TASK REQUIREMENTS: Starting at the line that contains "Dataset curation —", print every remaining line of the entries, unchanged, and output nothing more.

DATASET CONTENT:
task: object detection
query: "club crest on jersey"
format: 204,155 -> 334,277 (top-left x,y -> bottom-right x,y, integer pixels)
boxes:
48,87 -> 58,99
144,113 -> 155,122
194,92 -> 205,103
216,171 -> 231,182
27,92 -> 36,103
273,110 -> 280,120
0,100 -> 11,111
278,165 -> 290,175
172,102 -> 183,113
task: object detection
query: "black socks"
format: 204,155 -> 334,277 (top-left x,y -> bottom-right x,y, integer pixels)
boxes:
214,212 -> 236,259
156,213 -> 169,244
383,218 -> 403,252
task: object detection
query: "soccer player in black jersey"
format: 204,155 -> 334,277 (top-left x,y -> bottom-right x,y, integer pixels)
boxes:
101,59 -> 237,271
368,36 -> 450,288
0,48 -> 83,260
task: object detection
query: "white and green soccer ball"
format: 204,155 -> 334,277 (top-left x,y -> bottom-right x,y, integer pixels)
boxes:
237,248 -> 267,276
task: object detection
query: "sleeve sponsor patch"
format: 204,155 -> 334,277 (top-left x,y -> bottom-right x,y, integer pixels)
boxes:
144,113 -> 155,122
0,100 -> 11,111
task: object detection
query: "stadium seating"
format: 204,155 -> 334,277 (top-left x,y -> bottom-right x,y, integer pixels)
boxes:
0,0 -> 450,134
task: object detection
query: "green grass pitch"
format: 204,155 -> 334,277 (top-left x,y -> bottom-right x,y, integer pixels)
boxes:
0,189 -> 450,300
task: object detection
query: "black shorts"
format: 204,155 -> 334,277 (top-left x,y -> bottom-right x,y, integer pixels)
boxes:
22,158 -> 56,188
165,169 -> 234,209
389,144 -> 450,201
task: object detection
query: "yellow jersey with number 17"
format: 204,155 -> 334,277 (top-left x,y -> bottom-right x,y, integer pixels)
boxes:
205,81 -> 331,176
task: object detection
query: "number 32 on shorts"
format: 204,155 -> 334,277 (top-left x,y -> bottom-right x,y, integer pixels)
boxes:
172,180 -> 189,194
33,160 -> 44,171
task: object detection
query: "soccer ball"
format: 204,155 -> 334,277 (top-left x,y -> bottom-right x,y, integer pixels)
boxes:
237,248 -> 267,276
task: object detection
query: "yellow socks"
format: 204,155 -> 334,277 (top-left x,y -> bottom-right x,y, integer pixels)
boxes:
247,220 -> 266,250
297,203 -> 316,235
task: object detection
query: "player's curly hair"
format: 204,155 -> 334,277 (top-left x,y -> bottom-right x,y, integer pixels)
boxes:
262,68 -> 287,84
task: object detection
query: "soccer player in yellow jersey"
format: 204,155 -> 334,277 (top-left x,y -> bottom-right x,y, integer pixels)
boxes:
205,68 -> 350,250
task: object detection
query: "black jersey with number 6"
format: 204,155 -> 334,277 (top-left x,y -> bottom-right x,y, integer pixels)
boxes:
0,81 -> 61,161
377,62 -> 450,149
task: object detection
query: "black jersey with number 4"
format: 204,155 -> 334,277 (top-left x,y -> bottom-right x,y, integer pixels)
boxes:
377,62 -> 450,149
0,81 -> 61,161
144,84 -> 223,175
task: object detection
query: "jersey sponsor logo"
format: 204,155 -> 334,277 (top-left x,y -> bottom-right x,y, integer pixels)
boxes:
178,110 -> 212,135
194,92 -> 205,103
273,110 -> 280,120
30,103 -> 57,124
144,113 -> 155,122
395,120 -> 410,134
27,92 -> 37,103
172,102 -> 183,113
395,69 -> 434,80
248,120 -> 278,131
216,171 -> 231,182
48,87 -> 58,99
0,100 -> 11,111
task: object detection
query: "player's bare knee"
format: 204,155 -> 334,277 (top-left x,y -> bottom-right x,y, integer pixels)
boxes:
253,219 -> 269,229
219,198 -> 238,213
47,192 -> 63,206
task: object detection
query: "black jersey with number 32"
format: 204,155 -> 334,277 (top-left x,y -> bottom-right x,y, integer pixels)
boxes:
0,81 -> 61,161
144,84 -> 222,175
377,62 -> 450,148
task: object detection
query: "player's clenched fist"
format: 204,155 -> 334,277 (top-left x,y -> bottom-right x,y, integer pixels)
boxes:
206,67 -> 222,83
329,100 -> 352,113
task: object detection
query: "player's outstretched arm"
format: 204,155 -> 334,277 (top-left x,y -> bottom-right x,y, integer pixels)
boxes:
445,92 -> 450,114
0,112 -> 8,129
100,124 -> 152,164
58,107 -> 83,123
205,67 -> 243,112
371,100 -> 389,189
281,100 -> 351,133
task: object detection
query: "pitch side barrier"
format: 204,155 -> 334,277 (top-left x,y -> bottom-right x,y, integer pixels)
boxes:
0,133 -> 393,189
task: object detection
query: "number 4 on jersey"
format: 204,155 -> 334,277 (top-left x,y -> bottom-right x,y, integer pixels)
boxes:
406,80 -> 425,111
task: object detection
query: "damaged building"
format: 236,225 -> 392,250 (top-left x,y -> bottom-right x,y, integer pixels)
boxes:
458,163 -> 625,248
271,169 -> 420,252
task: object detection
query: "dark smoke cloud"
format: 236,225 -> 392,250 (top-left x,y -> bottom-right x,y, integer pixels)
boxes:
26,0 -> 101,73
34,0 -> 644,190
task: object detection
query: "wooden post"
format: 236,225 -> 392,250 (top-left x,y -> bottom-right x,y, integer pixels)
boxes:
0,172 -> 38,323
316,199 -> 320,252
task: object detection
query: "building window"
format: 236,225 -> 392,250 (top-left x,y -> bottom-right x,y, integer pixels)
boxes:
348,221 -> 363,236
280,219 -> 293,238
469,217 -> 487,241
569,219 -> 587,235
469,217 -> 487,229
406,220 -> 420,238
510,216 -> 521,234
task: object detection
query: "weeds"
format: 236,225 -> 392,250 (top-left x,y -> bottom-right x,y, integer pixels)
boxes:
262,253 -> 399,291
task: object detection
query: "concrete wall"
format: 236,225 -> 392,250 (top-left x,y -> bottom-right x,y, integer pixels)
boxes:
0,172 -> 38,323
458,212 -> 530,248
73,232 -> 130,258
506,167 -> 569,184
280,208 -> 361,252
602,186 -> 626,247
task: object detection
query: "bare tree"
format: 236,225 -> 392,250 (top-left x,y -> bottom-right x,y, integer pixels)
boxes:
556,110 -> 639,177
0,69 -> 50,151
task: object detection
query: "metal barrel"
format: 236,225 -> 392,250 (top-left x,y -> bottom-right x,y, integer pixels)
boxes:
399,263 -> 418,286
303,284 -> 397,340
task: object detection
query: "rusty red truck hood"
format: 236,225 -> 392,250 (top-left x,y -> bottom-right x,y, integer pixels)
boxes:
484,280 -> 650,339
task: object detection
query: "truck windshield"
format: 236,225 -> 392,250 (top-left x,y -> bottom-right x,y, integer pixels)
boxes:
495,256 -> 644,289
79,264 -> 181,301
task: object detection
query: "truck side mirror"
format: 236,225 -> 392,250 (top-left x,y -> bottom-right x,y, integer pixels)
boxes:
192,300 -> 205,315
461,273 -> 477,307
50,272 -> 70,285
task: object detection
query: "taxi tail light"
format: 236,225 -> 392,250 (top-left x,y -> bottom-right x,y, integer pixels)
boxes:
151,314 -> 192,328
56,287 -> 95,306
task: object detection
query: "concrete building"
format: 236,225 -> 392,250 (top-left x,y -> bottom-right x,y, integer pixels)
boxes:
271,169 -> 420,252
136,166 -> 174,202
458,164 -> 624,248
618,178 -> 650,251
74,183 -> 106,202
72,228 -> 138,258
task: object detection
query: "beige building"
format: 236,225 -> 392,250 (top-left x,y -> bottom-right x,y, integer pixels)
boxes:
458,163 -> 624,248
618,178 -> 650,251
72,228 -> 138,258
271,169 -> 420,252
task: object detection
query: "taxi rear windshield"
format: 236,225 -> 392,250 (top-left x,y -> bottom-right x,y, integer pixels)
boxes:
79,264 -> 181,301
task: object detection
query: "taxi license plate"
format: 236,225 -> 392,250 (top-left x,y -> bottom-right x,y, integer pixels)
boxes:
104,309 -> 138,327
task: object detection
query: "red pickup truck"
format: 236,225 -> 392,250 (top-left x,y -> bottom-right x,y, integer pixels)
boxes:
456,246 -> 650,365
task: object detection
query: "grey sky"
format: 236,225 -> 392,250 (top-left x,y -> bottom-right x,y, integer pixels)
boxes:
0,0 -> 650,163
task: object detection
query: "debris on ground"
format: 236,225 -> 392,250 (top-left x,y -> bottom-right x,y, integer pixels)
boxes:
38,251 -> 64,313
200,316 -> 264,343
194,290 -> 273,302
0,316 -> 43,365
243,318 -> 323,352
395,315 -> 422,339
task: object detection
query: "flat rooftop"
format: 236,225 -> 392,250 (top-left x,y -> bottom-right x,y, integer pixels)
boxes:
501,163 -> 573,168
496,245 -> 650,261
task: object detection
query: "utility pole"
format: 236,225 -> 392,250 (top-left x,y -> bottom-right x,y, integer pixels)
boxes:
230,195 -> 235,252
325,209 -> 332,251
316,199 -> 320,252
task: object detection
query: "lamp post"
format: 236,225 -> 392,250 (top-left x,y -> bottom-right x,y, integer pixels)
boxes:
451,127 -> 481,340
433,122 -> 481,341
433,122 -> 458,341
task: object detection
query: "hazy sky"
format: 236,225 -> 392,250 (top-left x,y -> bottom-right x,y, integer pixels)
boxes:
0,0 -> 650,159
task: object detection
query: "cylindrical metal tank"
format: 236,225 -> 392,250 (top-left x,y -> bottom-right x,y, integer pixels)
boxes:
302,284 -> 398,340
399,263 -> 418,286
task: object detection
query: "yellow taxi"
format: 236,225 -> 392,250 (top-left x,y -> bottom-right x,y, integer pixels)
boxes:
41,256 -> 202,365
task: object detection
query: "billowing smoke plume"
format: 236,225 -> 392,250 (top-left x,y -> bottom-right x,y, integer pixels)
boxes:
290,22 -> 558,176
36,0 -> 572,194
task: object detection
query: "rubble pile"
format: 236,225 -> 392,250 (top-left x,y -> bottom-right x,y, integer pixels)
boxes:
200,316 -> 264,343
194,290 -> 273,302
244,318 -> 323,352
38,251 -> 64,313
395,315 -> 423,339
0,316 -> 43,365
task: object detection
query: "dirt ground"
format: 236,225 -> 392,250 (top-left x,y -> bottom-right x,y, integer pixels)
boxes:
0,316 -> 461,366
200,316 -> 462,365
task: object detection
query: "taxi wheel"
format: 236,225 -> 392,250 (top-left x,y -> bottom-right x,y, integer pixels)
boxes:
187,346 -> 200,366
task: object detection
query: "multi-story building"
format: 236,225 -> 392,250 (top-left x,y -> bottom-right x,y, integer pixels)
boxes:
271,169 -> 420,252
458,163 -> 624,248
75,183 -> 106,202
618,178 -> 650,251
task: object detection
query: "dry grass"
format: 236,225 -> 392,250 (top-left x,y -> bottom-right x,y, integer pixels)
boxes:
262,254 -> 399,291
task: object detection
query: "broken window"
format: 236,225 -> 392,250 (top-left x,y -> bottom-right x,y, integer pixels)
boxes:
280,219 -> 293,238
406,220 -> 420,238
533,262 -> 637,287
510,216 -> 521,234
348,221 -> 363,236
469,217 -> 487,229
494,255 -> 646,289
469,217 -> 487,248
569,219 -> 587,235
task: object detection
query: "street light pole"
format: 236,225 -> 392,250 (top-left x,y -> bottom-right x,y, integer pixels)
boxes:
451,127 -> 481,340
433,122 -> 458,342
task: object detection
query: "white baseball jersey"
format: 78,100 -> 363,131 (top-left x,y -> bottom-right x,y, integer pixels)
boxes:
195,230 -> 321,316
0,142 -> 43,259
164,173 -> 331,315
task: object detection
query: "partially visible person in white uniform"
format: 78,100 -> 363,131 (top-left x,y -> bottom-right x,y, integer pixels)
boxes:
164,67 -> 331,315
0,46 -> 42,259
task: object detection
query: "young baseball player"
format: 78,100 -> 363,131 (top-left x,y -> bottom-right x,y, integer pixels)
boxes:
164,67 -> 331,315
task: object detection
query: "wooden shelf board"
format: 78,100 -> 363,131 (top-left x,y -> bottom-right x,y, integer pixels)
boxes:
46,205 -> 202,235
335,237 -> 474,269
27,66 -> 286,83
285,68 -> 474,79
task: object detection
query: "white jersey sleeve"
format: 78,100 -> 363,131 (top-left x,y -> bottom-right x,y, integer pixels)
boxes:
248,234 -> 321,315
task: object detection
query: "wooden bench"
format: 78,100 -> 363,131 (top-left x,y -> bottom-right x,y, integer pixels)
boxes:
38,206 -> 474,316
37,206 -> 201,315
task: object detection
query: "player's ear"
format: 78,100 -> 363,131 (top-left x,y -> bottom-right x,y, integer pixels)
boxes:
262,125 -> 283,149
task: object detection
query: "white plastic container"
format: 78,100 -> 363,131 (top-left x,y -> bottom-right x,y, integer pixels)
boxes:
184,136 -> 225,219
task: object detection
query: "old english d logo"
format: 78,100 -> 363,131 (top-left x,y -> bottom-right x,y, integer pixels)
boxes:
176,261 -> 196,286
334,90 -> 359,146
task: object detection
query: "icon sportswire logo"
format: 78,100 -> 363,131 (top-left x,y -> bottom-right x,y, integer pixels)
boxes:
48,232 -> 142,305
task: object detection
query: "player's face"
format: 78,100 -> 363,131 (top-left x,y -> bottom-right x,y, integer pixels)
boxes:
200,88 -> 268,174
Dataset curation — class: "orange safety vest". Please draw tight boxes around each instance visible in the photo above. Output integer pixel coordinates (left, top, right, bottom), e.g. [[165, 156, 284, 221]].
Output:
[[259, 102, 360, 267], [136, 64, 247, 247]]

FINAL RESULT:
Dataset curation — class: "orange safety vest". Please draw tight boxes around each instance visible in the photo above. Output integer pixel coordinates (left, top, right, bottom), e.g. [[165, 156, 284, 221]].
Output:
[[259, 102, 360, 267], [136, 64, 247, 247]]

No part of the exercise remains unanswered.